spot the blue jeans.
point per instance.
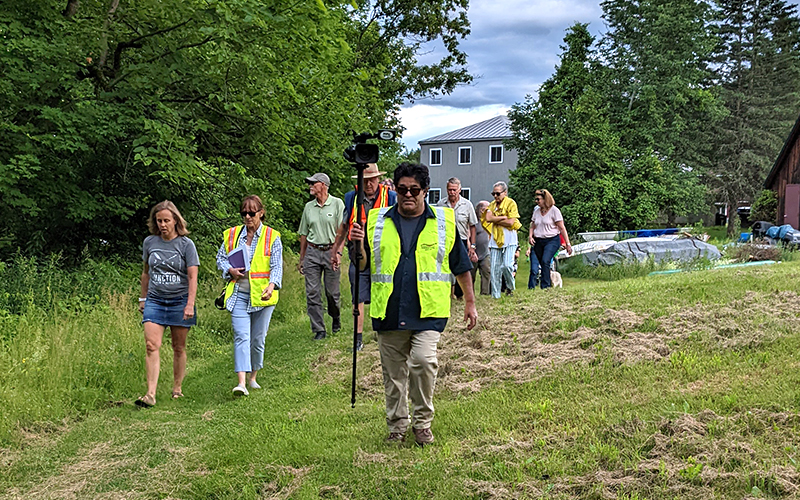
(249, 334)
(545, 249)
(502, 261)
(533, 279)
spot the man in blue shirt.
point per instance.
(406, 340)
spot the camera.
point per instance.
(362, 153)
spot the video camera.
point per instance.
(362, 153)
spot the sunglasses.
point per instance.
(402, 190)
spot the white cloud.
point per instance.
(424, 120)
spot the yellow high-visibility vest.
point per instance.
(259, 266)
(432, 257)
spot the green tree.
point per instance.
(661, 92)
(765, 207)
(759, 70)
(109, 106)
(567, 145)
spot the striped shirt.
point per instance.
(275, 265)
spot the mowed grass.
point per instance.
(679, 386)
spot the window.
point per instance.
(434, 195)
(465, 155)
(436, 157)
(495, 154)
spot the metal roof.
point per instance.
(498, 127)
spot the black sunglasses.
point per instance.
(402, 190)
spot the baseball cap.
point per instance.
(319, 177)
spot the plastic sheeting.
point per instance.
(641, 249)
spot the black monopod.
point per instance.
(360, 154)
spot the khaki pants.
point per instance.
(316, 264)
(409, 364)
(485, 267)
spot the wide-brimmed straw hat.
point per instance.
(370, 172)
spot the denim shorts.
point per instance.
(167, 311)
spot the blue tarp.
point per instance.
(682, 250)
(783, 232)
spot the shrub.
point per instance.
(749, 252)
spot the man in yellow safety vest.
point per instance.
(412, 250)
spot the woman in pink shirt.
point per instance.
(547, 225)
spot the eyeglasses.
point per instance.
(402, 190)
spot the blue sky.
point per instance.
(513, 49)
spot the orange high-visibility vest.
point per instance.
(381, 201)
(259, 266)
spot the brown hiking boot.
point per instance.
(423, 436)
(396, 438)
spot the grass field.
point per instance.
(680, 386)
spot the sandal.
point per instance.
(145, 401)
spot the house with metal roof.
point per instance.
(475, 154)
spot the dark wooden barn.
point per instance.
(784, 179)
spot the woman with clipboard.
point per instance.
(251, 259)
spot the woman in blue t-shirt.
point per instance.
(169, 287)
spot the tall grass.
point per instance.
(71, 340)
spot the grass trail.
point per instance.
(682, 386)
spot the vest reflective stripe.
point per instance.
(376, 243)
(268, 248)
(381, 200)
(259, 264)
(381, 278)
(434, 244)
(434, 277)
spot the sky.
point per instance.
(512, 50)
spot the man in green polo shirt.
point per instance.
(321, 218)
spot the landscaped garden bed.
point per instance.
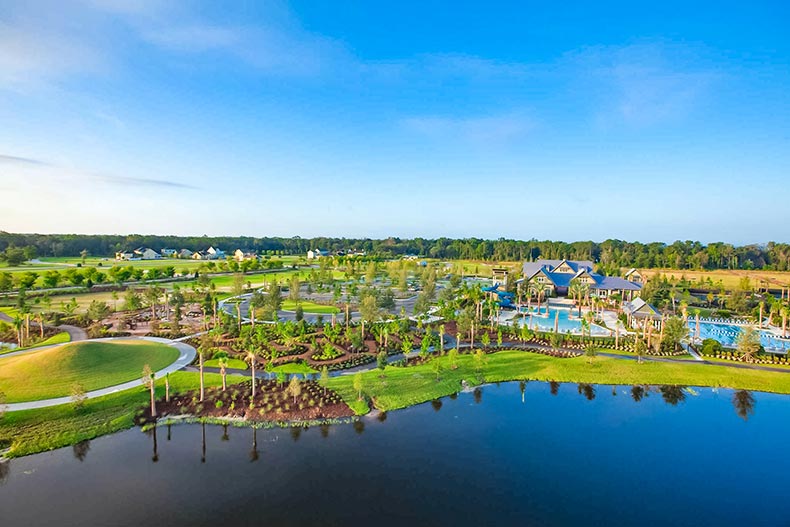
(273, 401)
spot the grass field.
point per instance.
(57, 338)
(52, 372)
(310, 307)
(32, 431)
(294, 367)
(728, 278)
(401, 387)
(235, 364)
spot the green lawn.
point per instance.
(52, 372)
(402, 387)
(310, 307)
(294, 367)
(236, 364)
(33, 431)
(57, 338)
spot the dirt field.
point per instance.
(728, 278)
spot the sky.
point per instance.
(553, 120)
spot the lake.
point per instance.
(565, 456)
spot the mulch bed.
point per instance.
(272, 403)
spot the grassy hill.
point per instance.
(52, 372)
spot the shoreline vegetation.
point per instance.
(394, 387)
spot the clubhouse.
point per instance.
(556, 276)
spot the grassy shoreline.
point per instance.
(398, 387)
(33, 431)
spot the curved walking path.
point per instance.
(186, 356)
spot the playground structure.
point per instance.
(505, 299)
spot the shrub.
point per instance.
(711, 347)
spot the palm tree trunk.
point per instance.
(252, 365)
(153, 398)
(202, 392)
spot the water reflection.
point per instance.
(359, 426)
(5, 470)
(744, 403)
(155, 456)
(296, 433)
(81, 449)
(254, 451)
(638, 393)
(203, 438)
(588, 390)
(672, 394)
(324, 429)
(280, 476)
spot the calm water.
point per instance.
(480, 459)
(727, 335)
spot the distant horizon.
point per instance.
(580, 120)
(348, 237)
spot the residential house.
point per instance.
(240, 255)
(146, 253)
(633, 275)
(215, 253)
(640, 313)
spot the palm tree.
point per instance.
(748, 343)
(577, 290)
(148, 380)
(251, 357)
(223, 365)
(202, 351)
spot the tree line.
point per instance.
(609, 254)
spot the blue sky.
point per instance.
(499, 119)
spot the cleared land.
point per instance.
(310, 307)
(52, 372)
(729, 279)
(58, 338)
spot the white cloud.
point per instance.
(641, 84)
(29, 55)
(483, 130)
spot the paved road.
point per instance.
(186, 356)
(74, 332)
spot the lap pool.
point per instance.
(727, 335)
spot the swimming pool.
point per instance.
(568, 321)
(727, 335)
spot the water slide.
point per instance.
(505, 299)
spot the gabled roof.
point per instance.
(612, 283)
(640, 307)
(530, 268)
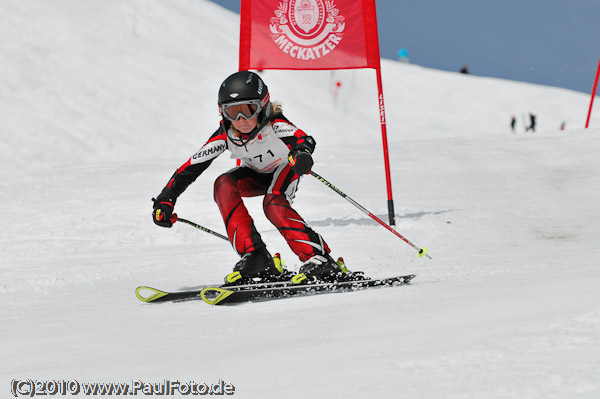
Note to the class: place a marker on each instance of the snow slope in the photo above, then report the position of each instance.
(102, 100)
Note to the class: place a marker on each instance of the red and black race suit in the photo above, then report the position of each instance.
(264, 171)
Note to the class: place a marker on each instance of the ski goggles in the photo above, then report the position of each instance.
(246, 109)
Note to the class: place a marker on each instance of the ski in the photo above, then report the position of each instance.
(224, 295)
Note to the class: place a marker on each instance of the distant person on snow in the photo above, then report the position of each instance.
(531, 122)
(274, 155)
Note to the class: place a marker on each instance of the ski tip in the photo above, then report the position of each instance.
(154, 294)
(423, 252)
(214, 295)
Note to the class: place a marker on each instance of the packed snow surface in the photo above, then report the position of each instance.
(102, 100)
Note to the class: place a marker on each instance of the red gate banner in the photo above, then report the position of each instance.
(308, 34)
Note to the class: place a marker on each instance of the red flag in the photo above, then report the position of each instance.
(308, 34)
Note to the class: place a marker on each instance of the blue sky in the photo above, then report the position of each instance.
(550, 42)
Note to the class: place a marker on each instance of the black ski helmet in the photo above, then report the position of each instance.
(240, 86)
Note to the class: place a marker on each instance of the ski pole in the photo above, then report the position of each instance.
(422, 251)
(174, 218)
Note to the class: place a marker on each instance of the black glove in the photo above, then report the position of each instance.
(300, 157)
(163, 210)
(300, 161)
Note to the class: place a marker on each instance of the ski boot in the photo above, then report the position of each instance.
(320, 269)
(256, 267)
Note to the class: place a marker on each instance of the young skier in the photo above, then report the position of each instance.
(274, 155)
● ● ● ●
▸ WORK TO COMPLETE: Reproduce all of the lines above word for word, omitting the pictures.

▸ WRITTEN SOLUTION:
spot the blue jeans.
point per instance.
(249, 334)
(545, 249)
(502, 261)
(533, 279)
spot the man in blue shirt.
point per instance.
(406, 340)
spot the camera.
point per instance.
(362, 153)
spot the video camera.
point per instance.
(362, 153)
spot the sunglasses.
point per instance.
(402, 190)
spot the white cloud.
point per instance.
(424, 120)
spot the yellow high-visibility vest.
point per instance.
(259, 266)
(432, 257)
spot the green tree.
point per instance.
(661, 92)
(765, 207)
(759, 70)
(109, 106)
(567, 145)
spot the striped shirt.
point per instance.
(275, 265)
spot the mowed grass.
point per instance.
(679, 386)
spot the window.
point per instance.
(434, 195)
(465, 155)
(436, 157)
(495, 154)
spot the metal roof.
point per instance.
(498, 127)
spot the black sunglasses.
point per instance.
(402, 190)
spot the baseball cap.
point per instance.
(319, 177)
spot the plastic sheeting.
point per instance.
(641, 249)
spot the black monopod.
point per instance.
(360, 154)
spot the khaki pants.
point per instance.
(316, 264)
(409, 364)
(485, 267)
spot the wide-brimmed straw hat.
point per instance.
(370, 172)
spot the denim shorts.
point per instance.
(167, 311)
spot the blue tarp.
point per instance.
(682, 250)
(783, 232)
spot the shrub.
point per instance.
(749, 252)
spot the man in yellow safety vest.
point per instance.
(412, 250)
spot the woman in pink shirt.
point per instance.
(547, 225)
spot the eyeglasses.
point per instance.
(402, 190)
spot the blue sky.
point per instance.
(513, 49)
spot the orange high-visibility vest.
point per instance.
(381, 201)
(259, 266)
spot the brown hiking boot.
point per instance.
(423, 436)
(396, 438)
spot the grass field.
point per instance.
(680, 386)
spot the sandal.
point per instance.
(145, 401)
spot the house with metal roof.
point per instance.
(475, 154)
spot the dark wooden barn.
point per instance.
(784, 179)
spot the woman with clipboard.
point per instance.
(251, 259)
spot the woman in blue t-shirt.
point per instance.
(169, 287)
spot the tall grass.
point per instance.
(71, 340)
spot the grass trail.
point per instance.
(682, 386)
spot the vest reflective stripe.
point per instance.
(376, 243)
(268, 248)
(381, 200)
(259, 264)
(381, 278)
(434, 244)
(434, 277)
spot the sky.
point per instance.
(512, 50)
spot the man in green polo shirt.
point per instance.
(321, 218)
spot the landscaped garden bed.
point per instance.
(273, 401)
spot the grass field.
point per instance.
(57, 338)
(52, 372)
(310, 307)
(32, 431)
(294, 367)
(728, 278)
(401, 387)
(235, 364)
spot the green lawn.
point per instance.
(52, 372)
(402, 387)
(310, 307)
(294, 367)
(236, 364)
(33, 431)
(57, 338)
spot the dirt field.
point per instance.
(728, 278)
spot the sky.
point per instance.
(553, 120)
spot the lake.
point per instance.
(565, 456)
spot the mulch bed.
point per instance.
(272, 403)
spot the grassy hill.
point per instance.
(52, 372)
spot the shoreline vegetation.
point per instance.
(394, 387)
spot the clubhouse.
point per instance.
(556, 276)
spot the grassy shoreline.
point per instance.
(398, 387)
(33, 431)
spot the curved walking path.
point per instance.
(186, 356)
spot the playground structure.
point per instance.
(505, 299)
spot the shrub.
point per instance.
(711, 347)
spot the palm tree trunk.
point per instance.
(252, 365)
(153, 398)
(202, 392)
spot the water reflection.
point per instance.
(359, 426)
(5, 470)
(744, 403)
(155, 456)
(296, 433)
(81, 449)
(254, 451)
(638, 393)
(203, 438)
(588, 390)
(672, 394)
(324, 429)
(280, 476)
spot the calm water.
point per instance.
(480, 459)
(727, 335)
spot the distant horizon.
point per instance.
(580, 120)
(348, 237)
spot the residential house.
point per instance.
(240, 255)
(146, 253)
(633, 275)
(215, 253)
(640, 313)
spot the palm tree.
point per instance.
(748, 343)
(577, 290)
(148, 380)
(251, 357)
(223, 365)
(202, 351)
spot the tree line.
point per instance.
(609, 254)
spot the blue sky.
point per instance.
(499, 119)
spot the cleared land.
point per instance.
(310, 307)
(52, 372)
(729, 279)
(58, 338)
spot the white cloud.
point per instance.
(641, 84)
(29, 55)
(483, 130)
spot the paved road.
point per instance.
(186, 356)
(74, 332)
spot the lap pool.
point per instance.
(727, 335)
spot the swimming pool.
point per instance.
(568, 321)
(727, 335)
spot the water slide.
point per instance.
(505, 299)
spot the gabled roof.
point per instance.
(612, 283)
(640, 307)
(530, 268)
Note to the class: place a marker on each instance of the snow slope in the photo above, then report the position of each instance.
(102, 100)
Note to the class: place a marker on each instance of the red and black race suit in the photo above, then report the position of each instance.
(264, 171)
Note to the class: place a marker on each instance of the ski goggles in the photo above, then report the position of each instance.
(246, 109)
Note to the class: place a marker on each instance of the ski in the photo above, then report the position of each instance.
(224, 295)
Note to the class: place a marker on each instance of the distant person on snow in the photo above, then report the position of each instance.
(531, 122)
(274, 155)
Note to the class: place a marker on each instance of the ski tip in the photo above, then report the position of each instance.
(154, 294)
(423, 252)
(214, 295)
Note to the class: place a marker on each instance of the packed snow surface in the photo above, then report the position of each instance.
(102, 100)
Note to the class: place a marker on each instance of the red gate banner in the photo above, then report the position of each instance.
(308, 34)
Note to the class: place a marker on each instance of the red flag in the photo above, then report the position of each instance.
(308, 34)
Note to the class: place a marker on each instance of the blue sky in the photo above, then report the position of each instance.
(550, 42)
Note to the class: place a marker on each instance of the black ski helmet in the photo above, then report the position of each instance.
(240, 86)
Note to the class: place a marker on each instance of the ski pole in the photo above, then report the position of each instance.
(422, 251)
(174, 218)
Note to the class: place a marker on each instance of the black glove in the photo above, then report the position of each instance.
(300, 157)
(163, 210)
(300, 161)
Note to the class: place a marker on each instance of the ski boot in the photo above, then report the position of each instance.
(320, 269)
(256, 267)
Note to the class: place a marker on each instance of the young skier in the photo above, then report the position of each instance.
(274, 155)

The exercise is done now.